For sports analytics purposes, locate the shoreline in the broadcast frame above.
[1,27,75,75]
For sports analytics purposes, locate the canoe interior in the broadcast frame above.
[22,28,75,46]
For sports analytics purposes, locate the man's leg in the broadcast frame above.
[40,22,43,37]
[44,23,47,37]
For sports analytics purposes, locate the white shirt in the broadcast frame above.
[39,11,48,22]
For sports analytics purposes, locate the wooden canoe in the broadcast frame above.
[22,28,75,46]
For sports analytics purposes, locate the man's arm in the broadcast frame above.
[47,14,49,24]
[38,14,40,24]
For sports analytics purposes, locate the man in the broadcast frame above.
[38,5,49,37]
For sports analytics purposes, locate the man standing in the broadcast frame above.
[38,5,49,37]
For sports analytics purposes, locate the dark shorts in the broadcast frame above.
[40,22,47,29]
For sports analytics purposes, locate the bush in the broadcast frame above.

# EXERCISE DETAILS
Please write out all the records above again, requests included, and scale every bounding box coordinate in the answers by 0.85, rounding each result to a whole number with halves going up.

# FULL ANSWER
For sports analytics purposes, locate the shoreline in the broadcast frame above.
[1,23,64,64]
For sports analytics purposes, locate the canoe interior in the broadcast frame above.
[19,24,64,39]
For sports analytics purposes, locate the man's leg in the broadcast frame above.
[34,19,37,31]
[37,20,40,31]
For sports analytics purposes, locate the white shirt in the broadcast frame above.
[33,9,41,19]
For sports analytics purposes, locate the wooden canoe in the broadcast frame above.
[19,24,64,39]
For sports analytics purposes, locate the man's arm in the broadcast frame above.
[40,12,42,20]
[32,12,34,20]
For sports analytics purposes, locate the man in the broadcast frame above.
[32,4,42,31]
For sports analytics purposes, locate the man standing in the broadcast frame above.
[32,4,42,31]
For sports analytics purposes, locate the dark shorts in the broadcast frame above.
[34,19,40,25]
For sports analytics purposes, locate the bush in the broadcast frame above.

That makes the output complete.